• Provided text:
▼

Recent price drops may lead to better demand for China’s domestic steel scrap, thus limiting the room for further price declines, even though China’s domestic steel prices are still under downward pressure amid global steel market uncertainties when the spread of COVID-19 has yet been under control, market sources agreed with Mysteel’s prediction.

Bearishness has prevailed in China’s steel and scrap market, and scrap price has been weak after the Chinese New Year holiday, “but we should not lose hope, as recent scrap price drops have widened the price spread between rebar and scrap, which may encourage more electric-arc-furnace (EAF) producers to resume operations and blast furnace (BF) mills to use more scrap, and in turn helping to stabilize scrap price,” a Shanghai-based steel analyst said.

As of April 7, China’s steel scrap price index decreased to its nearly 21-month low of Yuan 2,262.3/tonne ($323.2/t), or down Yuan 227.2/t on month, compared with a Yuan 8/t decline over the period to Yuan 3,592/t for China’s national HRB400 20mm dia rebar price, though the latter was at its one-month low level too. Both include the 13% VAT.

Scrap price decline to be limited in April on better demand

As of April 3, the price spread between rebar and scrap had widened to Yuan 1,260.9/t, up by Yuan 217.6/t from the record low on March 10, and the price spread between pig iron and steel scrap in East China also enlarged to Yuan 74/t compared with a Yuan 20/t difference in late February, which has indeed encouraged EAF producers to ramp up their steel output, according to Mysteel’s survey.

“One month ago, we were so close to the break-even or and lossmaking, but now we have a margin of Yuan 150-200/t,” an official from an EAF mill in East China’s Anhui province shared happily.

▲

• Problems and tasks:
A) In the steel scrap report, what was China's steel scrap price index as of April 7?
B) Pick up the steel scrap report after its final sentence and extend it.
The data that follows comes from a separate source and has no connection to the steel scrap report.

• Records provided:
▼

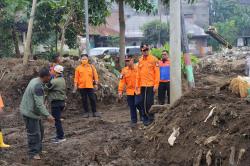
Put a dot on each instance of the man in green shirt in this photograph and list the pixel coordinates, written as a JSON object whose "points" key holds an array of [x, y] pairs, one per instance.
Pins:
{"points": [[57, 94], [33, 109]]}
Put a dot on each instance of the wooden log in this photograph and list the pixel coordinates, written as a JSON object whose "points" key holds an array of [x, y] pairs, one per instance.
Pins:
{"points": [[159, 108]]}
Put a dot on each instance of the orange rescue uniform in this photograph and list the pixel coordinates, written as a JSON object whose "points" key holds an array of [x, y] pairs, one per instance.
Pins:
{"points": [[128, 79], [1, 102], [148, 74], [85, 76]]}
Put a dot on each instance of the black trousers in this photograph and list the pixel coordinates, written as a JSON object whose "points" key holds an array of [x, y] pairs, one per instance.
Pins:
{"points": [[88, 93], [147, 94], [164, 88], [56, 110], [35, 133]]}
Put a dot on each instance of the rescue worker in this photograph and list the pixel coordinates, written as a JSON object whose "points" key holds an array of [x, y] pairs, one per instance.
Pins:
{"points": [[33, 109], [2, 144], [128, 80], [56, 61], [147, 80], [56, 96], [164, 85], [86, 81]]}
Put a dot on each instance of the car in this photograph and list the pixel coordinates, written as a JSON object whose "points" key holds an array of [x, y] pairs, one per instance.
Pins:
{"points": [[133, 50], [99, 51]]}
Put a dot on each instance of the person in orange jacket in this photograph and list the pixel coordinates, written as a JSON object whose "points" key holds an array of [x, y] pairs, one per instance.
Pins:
{"points": [[56, 61], [128, 80], [147, 80], [86, 80], [2, 144], [164, 78]]}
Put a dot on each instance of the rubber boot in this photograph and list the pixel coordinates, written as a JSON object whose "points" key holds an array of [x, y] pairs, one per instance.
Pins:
{"points": [[2, 144]]}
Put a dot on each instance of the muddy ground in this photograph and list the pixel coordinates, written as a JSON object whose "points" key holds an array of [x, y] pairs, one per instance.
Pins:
{"points": [[110, 140]]}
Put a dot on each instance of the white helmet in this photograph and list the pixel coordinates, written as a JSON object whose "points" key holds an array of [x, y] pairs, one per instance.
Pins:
{"points": [[59, 69]]}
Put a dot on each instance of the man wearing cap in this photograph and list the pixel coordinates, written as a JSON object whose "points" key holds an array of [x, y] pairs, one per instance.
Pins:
{"points": [[128, 80], [147, 80], [32, 108], [56, 96], [164, 78], [56, 61], [86, 81]]}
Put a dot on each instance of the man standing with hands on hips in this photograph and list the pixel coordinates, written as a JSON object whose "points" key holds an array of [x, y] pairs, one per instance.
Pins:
{"points": [[164, 78], [147, 80], [33, 109], [86, 81]]}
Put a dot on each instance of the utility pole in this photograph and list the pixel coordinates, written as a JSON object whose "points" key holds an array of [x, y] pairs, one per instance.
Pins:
{"points": [[185, 49], [175, 51], [86, 6], [159, 13]]}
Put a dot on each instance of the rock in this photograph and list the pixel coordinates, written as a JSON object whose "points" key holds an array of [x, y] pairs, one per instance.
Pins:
{"points": [[209, 158], [212, 139], [197, 160], [232, 157]]}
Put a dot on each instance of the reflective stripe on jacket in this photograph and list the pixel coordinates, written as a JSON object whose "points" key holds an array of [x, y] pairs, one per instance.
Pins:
{"points": [[85, 75], [148, 74], [128, 80], [164, 71]]}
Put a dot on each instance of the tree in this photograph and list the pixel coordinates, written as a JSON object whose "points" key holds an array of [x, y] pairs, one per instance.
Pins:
{"points": [[151, 32], [63, 20], [10, 20], [27, 51], [138, 5], [231, 20]]}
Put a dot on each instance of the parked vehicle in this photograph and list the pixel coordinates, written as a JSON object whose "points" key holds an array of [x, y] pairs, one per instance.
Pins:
{"points": [[99, 51]]}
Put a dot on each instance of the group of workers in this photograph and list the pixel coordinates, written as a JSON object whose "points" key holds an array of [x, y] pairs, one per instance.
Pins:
{"points": [[141, 80]]}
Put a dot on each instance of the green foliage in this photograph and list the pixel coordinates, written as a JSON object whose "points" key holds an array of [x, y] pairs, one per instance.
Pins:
{"points": [[231, 20], [157, 51], [113, 41], [194, 60], [153, 29]]}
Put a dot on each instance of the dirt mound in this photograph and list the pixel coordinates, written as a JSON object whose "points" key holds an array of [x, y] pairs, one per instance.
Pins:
{"points": [[224, 134]]}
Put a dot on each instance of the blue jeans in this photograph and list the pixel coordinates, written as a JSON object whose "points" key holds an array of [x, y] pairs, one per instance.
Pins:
{"points": [[134, 103], [56, 110], [35, 132]]}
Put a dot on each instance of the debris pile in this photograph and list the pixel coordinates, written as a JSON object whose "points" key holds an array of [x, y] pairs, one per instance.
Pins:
{"points": [[210, 121]]}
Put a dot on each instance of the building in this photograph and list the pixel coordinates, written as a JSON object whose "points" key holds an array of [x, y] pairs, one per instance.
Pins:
{"points": [[196, 19]]}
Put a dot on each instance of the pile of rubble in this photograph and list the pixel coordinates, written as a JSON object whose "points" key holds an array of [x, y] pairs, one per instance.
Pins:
{"points": [[228, 60], [207, 126]]}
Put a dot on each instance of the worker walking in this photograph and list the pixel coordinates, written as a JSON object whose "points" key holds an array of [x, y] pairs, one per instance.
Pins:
{"points": [[33, 109], [55, 61], [164, 85], [2, 144], [57, 94], [128, 80], [147, 80], [86, 81]]}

▲

• Activity answers:
A) Yuan 2,262.3/tonne ($323.2/t), a nearly 21-month low.

B)
Mysteel’s regular tracking showed that as of April 2, the capacity utilization rate of the 53 independent EAF producers across China under surged by 39.6 percentage points on month to 47.14%, and the daily steel scrap consumption among 61 steel producers including both BF and EAF mills increased by 57.7% on month to 2,485 tonnes/day.

Higher consumption may not lead to any price recovery in the near term, though, as China’s domestic steel prices are still under pressure amid all the uncertainties in the domestic and global economies.

Besides, the supply may grow further if the China Association of Metalscrap Utilization (CAMU) can convince the central government to spare the imported steel scrap from restriction, enabling the Chinese steel mills to have access to imported scrap, which may indirectly impose pressure on iron ore prices, and scrap price has been closely co-relating to the primary steelmaking raw material price all along, Mysteel Global understands.

China’s steel scrap price suffered in Q1 on slower demand recovery

In the first quarter, China’s steel scrap price had been under greater pressure, with the national scrap price down Yuan 171.4/t in total by the end of March from December 31, partially due to the fact that supply outgrew the demand from the domestic steel mills and the panic delivery from the suppliers to steel mills on price declines, which further dampened the scrap price in turn, Mysteel noted.

As of April 3, the operational rate of steel scrap collecting and recycling enterprises qualified by China’s Ministry of Industry and Information Technology had returned to 87%, up 66 percentage points from early February, and daily scrap deliveries to the 61 steel mills under Mysteel’s survey averaged 3,442 t/d, up 143% on month or 13.7% on year.

As a result, total steel scrap stocks at the 61 EAF and BF steel mills increased for the fifth week over March 5 – April 2 by another 15.8% on week to 2.5 million tonnes.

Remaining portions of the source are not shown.